> **WHAT TO PRODUCE**: Please restate each entry exactly, without skipping any.

——————————

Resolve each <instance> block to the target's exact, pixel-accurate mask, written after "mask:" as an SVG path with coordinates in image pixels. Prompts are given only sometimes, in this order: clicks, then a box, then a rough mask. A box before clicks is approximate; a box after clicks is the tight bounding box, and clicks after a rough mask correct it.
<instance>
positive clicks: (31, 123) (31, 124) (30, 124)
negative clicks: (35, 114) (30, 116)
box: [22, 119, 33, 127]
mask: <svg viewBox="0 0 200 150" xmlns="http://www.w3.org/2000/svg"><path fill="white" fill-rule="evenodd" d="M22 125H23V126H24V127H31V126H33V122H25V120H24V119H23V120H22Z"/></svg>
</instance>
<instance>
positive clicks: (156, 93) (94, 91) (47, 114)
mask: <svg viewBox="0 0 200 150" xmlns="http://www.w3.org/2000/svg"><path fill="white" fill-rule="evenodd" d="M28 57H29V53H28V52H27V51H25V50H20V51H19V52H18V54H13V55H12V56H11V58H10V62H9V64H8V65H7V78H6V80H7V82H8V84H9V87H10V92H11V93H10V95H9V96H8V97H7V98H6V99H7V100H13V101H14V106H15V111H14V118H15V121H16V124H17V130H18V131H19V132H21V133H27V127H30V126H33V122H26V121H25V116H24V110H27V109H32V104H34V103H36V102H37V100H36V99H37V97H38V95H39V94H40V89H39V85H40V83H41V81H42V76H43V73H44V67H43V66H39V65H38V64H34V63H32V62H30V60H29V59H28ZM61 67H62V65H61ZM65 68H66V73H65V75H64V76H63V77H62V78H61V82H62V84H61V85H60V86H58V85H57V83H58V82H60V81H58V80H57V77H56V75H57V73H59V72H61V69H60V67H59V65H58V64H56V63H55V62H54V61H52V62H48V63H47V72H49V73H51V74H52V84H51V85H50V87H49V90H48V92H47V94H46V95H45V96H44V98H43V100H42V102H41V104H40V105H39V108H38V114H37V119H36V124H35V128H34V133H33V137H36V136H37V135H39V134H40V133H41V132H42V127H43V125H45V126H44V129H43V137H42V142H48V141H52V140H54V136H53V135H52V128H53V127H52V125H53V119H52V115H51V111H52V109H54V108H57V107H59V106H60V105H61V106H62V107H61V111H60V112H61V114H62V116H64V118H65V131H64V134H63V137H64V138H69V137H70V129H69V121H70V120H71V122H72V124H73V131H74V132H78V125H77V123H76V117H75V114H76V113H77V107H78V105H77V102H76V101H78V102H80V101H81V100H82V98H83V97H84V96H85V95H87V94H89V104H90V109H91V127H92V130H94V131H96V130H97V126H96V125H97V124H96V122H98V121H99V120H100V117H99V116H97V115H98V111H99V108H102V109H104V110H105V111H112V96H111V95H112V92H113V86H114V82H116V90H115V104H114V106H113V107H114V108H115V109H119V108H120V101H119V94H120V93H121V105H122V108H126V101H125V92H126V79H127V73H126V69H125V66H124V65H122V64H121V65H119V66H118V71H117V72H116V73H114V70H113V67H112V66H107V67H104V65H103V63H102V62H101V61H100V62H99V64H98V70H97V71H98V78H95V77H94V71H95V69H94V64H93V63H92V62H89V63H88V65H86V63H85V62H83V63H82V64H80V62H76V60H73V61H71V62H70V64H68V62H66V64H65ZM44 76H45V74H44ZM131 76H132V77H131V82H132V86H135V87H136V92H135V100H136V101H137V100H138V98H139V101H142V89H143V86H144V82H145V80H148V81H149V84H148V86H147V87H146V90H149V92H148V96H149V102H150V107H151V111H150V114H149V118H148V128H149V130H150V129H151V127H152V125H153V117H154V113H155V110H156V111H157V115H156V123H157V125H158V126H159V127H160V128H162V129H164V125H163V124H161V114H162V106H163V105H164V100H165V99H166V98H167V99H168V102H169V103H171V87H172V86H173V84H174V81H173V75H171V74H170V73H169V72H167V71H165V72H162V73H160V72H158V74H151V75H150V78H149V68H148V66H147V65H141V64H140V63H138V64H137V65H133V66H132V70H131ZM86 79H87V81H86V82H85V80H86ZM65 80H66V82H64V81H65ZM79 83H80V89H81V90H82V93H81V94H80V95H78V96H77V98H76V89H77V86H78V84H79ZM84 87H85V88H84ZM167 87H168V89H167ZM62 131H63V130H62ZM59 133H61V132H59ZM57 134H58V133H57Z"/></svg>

——————————

> **OUTPUT FOR THIS EXERCISE**:
Resolve each <instance> block to the target's exact, pixel-accurate mask, written after "mask:" as an SVG path with coordinates in image pixels. Prompts are given only sometimes, in this order: clicks, then a box, then a rough mask. A box before clicks is approximate; a box after clicks is the tight bounding box, and clicks after a rough mask correct it.
<instance>
positive clicks: (31, 123) (31, 124) (30, 124)
negative clicks: (35, 114) (30, 116)
box: [22, 119, 33, 127]
mask: <svg viewBox="0 0 200 150" xmlns="http://www.w3.org/2000/svg"><path fill="white" fill-rule="evenodd" d="M22 125H23V126H24V127H31V126H33V122H25V120H24V119H23V120H22Z"/></svg>
</instance>
<instance>
positive clicks: (156, 93) (94, 91) (47, 114)
mask: <svg viewBox="0 0 200 150" xmlns="http://www.w3.org/2000/svg"><path fill="white" fill-rule="evenodd" d="M28 57H29V53H28V52H27V51H25V50H20V51H19V52H18V54H13V55H12V56H11V58H10V62H9V64H8V65H7V78H6V80H7V82H8V84H9V87H10V92H11V93H10V95H9V96H8V97H7V98H6V99H7V100H13V101H14V106H15V111H14V118H15V121H16V124H17V130H18V131H19V132H21V133H27V127H30V126H33V122H26V121H25V116H24V110H27V109H32V104H34V103H36V102H37V100H36V99H37V97H38V95H39V94H40V89H39V85H40V83H41V81H42V76H43V73H44V67H43V66H39V65H38V64H34V63H32V62H30V60H29V59H28ZM61 67H62V65H61ZM65 68H66V73H65V75H64V76H63V77H62V78H61V82H62V84H61V85H60V86H58V85H57V83H58V82H60V81H58V80H57V77H56V75H57V73H59V72H61V69H60V67H59V65H58V64H56V63H55V62H54V61H52V62H48V63H47V72H49V73H51V74H52V84H51V85H50V87H49V90H48V92H47V94H46V95H45V96H44V98H43V100H42V102H41V104H40V105H39V108H38V114H37V119H36V124H35V128H34V133H33V137H36V136H37V135H39V134H40V133H41V132H42V127H43V125H45V126H44V129H43V137H42V142H48V141H52V140H54V136H53V135H52V128H53V127H52V125H53V119H52V115H51V111H52V109H54V108H57V107H59V106H60V105H61V106H62V107H61V111H60V112H61V114H62V116H64V118H65V131H64V134H63V137H64V138H69V137H70V129H69V121H70V120H71V122H72V124H73V131H74V132H78V125H77V123H76V117H75V114H76V113H77V107H78V105H77V102H76V101H78V102H80V101H81V100H82V98H83V97H84V96H85V95H87V94H89V104H90V109H91V127H92V130H94V131H96V130H97V126H96V125H97V124H96V122H98V121H99V120H100V117H99V116H97V115H98V111H99V108H102V109H104V110H105V111H112V96H111V95H112V92H113V86H114V82H116V90H115V104H114V106H113V107H114V108H115V109H119V108H120V101H119V94H120V93H121V105H122V108H126V101H125V92H126V79H127V73H126V69H125V66H124V65H122V64H121V65H119V66H118V71H117V72H116V73H114V70H113V67H112V66H107V67H104V65H103V63H102V62H101V61H100V62H99V64H98V70H97V71H98V78H95V77H94V71H95V69H94V64H93V63H92V62H89V63H88V65H86V63H85V62H83V63H82V64H80V62H76V60H73V61H71V62H70V64H68V62H66V64H65ZM44 76H45V74H44ZM131 76H132V77H131V82H132V86H135V87H136V92H135V100H136V101H137V100H138V98H139V101H142V89H143V86H144V82H145V80H148V81H149V84H148V86H147V87H146V90H149V92H148V96H149V102H150V107H151V111H150V114H149V118H148V128H149V130H150V129H151V127H152V125H153V117H154V113H155V110H156V111H157V115H156V123H157V125H158V126H159V127H160V128H162V129H164V125H163V124H161V114H162V106H163V105H164V100H165V99H166V98H167V99H168V102H169V103H171V87H172V86H173V84H174V81H173V75H171V74H170V73H169V72H167V71H165V72H162V73H160V72H158V74H151V75H150V78H149V68H148V66H147V65H141V64H140V63H138V64H137V65H133V66H132V70H131ZM86 79H87V81H86V82H85V80H86ZM65 80H66V82H64V81H65ZM79 83H80V89H81V90H82V93H81V94H80V95H78V96H77V98H76V89H77V86H78V84H79ZM84 87H85V88H84ZM167 87H168V89H167ZM62 131H63V130H62ZM59 133H61V132H59ZM57 134H58V133H57Z"/></svg>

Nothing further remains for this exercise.